Starting with the line containing "Can you find the green sock?" and going on through the end of the records, write out every line again, requests included and left unchanged. Scale each coordinate in the answers by 1.35 and round to a whole number, with halves going up.

[DATA ENTRIES]:
════════════════
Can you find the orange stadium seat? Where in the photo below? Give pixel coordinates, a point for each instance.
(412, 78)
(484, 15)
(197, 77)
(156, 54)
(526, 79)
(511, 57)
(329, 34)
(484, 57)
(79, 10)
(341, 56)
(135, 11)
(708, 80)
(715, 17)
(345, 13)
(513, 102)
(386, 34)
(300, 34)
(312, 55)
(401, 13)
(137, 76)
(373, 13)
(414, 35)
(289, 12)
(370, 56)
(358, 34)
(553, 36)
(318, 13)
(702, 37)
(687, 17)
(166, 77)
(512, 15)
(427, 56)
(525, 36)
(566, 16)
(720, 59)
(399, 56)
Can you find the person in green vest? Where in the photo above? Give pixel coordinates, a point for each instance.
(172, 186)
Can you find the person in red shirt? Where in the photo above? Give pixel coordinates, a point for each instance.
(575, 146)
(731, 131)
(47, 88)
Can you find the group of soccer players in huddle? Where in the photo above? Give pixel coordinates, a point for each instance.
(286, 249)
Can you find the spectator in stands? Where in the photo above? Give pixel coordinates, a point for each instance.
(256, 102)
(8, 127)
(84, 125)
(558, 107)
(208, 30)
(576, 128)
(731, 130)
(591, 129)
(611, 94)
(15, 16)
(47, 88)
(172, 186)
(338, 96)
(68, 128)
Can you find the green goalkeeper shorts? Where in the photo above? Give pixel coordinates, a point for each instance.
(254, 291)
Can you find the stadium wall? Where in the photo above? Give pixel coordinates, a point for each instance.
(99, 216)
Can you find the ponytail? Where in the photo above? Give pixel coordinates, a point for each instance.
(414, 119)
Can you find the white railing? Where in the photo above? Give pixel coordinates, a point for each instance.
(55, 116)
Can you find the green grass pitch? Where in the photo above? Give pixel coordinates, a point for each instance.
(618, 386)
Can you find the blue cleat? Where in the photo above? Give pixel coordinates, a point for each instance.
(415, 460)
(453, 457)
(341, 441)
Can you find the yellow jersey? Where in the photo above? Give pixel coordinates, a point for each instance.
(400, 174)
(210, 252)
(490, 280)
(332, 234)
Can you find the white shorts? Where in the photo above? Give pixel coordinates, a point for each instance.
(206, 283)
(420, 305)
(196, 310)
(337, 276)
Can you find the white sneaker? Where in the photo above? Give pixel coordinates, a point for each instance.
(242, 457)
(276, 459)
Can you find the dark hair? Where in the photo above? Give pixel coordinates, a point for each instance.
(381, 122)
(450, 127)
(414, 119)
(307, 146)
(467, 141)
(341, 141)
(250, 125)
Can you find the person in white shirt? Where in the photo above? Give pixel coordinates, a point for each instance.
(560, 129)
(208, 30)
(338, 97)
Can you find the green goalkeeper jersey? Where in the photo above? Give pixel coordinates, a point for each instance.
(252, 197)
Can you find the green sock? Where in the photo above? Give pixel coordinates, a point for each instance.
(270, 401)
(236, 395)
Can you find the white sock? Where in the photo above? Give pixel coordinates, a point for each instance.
════════════════
[FINAL RESULT]:
Can you find the green sock? Where in the photo above? Give pixel coordinates, a point for each instance.
(365, 541)
(319, 533)
Can you find the white sock? Where in the photo above? Give pixel coordinates, a point for each instance.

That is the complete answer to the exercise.